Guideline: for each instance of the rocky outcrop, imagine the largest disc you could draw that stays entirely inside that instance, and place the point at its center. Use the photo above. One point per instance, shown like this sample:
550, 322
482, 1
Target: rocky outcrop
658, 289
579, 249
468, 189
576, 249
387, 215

━━━

## [Consigne]
Mettez, s'il vous plaît, les lignes de la liste ci-dessus dans un tableau Markdown à deux colonnes, « N° » pour le numéro de ligne et « Ligne » pour son texte, sans les lignes vides.

## [Solution du problème]
| N° | Ligne |
|---|---|
| 1 | Guideline: for each instance of the rocky outcrop, imagine the largest disc you could draw that stays entirely inside that instance, and place the point at its center. Use the photo above. One point per instance, shown like this sample: |
| 2 | 550, 322 |
| 3 | 482, 1 |
| 4 | Target: rocky outcrop |
| 5 | 658, 289 |
| 6 | 579, 249 |
| 7 | 468, 189 |
| 8 | 576, 249 |
| 9 | 387, 215 |